■ Records for this exercise

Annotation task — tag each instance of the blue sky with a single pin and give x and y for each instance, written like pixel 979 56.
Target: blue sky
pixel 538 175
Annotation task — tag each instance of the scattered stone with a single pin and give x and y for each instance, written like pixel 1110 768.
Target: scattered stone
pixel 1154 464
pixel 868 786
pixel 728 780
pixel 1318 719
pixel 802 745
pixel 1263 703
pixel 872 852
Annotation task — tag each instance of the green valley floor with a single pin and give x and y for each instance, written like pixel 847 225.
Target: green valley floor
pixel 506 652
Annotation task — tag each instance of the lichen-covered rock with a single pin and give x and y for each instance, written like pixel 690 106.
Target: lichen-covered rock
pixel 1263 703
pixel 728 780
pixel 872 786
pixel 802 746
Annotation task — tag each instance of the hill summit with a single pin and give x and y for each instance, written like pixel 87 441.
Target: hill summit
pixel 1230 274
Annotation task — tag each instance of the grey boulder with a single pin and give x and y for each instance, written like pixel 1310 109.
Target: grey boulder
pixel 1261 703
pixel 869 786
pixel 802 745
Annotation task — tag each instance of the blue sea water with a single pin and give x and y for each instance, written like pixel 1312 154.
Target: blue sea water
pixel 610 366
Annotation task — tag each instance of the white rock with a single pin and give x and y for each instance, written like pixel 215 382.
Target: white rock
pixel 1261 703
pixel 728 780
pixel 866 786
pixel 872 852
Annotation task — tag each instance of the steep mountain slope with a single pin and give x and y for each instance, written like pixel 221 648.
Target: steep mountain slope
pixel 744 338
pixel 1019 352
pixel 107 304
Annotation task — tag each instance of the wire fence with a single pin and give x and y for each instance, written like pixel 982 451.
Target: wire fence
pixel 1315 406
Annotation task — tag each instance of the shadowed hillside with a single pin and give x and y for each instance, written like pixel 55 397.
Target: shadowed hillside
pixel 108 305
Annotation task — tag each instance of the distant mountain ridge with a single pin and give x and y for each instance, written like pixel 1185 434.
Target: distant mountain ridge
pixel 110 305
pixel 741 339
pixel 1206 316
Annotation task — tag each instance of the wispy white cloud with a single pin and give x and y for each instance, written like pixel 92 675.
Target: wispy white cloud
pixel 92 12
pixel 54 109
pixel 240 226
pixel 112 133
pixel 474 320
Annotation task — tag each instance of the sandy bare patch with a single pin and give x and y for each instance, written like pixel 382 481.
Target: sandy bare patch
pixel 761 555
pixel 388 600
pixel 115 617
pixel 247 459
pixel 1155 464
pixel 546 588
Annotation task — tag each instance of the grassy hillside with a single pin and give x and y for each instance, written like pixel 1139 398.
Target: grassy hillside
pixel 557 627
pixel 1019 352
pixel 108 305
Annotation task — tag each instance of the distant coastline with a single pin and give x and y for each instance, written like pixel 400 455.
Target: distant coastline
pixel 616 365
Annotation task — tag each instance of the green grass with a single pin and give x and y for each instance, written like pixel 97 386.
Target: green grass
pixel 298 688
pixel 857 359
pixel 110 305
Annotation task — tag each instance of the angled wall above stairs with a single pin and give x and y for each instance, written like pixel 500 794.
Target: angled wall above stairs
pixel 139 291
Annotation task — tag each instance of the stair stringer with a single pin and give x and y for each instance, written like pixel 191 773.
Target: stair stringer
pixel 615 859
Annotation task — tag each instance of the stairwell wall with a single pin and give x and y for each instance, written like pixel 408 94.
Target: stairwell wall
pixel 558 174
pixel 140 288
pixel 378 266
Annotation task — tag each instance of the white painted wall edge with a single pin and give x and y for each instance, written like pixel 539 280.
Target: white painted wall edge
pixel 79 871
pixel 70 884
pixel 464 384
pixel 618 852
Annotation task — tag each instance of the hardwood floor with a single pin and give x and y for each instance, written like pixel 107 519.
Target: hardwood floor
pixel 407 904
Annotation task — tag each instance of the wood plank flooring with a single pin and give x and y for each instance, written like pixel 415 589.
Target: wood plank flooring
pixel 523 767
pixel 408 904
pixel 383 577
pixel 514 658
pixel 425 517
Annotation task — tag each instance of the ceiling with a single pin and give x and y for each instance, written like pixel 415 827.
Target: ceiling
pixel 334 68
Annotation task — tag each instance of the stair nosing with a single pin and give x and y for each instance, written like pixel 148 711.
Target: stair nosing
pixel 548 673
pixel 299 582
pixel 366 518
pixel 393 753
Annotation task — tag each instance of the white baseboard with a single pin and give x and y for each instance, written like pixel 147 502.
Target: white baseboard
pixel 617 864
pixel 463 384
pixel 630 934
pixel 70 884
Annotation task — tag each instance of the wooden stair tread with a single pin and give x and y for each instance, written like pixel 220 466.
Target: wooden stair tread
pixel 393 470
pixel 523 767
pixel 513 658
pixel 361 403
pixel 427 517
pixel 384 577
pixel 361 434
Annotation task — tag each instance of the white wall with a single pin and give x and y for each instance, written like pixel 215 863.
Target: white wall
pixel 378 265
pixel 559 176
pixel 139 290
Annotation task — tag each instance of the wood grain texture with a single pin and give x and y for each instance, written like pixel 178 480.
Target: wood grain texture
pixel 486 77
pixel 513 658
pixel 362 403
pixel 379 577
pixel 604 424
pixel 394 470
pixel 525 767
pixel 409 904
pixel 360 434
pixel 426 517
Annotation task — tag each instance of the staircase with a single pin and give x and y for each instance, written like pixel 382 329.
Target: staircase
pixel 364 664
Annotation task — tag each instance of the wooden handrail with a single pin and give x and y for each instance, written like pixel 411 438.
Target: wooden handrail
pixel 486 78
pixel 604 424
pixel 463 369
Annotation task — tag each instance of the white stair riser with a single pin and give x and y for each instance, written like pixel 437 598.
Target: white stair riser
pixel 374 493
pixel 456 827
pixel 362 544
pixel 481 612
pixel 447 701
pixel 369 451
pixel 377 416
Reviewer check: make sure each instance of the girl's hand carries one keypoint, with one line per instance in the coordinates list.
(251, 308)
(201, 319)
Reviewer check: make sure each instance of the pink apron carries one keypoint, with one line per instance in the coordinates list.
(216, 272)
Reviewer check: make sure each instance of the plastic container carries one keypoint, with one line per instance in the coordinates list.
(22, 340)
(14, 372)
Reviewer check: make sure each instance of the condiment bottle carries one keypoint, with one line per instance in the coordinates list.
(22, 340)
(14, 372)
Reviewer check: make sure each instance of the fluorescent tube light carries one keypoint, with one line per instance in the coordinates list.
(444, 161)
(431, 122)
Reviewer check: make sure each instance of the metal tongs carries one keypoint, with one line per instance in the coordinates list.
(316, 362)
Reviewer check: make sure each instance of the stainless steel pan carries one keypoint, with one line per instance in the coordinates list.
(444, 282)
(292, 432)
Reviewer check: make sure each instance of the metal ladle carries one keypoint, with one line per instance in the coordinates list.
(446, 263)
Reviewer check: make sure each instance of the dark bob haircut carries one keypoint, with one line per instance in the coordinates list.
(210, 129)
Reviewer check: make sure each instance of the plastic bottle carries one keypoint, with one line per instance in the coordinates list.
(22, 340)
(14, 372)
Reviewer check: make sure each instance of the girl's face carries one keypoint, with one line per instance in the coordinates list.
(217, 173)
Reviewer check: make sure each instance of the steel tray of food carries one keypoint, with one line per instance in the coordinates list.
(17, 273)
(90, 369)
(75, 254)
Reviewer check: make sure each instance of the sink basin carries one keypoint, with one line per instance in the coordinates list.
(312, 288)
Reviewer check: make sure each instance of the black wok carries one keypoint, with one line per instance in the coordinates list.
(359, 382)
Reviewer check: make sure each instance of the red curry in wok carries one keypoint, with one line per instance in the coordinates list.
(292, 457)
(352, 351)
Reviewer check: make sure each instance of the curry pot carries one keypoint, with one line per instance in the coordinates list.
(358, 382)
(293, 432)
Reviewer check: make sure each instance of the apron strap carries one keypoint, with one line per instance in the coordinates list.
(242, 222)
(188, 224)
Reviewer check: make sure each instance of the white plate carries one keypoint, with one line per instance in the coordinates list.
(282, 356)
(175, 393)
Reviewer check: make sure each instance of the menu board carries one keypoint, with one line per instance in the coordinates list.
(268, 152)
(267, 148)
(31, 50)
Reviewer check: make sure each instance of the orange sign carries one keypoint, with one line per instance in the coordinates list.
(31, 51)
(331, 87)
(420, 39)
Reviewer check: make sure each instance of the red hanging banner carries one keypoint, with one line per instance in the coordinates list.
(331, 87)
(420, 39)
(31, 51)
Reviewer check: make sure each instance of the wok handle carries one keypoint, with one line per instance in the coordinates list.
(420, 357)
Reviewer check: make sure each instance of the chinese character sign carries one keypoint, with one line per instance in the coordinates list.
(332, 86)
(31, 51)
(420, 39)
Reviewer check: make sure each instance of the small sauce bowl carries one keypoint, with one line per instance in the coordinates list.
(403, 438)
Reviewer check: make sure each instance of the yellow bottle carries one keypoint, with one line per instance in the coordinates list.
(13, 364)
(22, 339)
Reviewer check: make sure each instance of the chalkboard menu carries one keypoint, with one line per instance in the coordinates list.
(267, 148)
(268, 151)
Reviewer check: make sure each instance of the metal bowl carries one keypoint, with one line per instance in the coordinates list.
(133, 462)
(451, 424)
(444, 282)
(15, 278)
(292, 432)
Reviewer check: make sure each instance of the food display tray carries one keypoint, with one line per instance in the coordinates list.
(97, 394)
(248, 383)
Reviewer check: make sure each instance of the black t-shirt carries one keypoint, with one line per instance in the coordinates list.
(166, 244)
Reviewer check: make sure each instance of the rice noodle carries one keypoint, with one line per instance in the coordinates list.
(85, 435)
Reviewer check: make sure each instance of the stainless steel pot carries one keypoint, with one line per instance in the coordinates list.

■ Task instructions
Reproduce exactly every line that sits between the start of the entries and the line bearing "Annotation task — tag each instance of the scattered", counting both of those lines.

■ Answer area
Annotation task — tag each instance of the blue sky with a single pin and give x and y for each instance, written like pixel 979 56.
Target: blue sky
pixel 538 175
Annotation task — tag each instance of the scattered stone with a single pin and give x and y for each instance, written like pixel 1110 768.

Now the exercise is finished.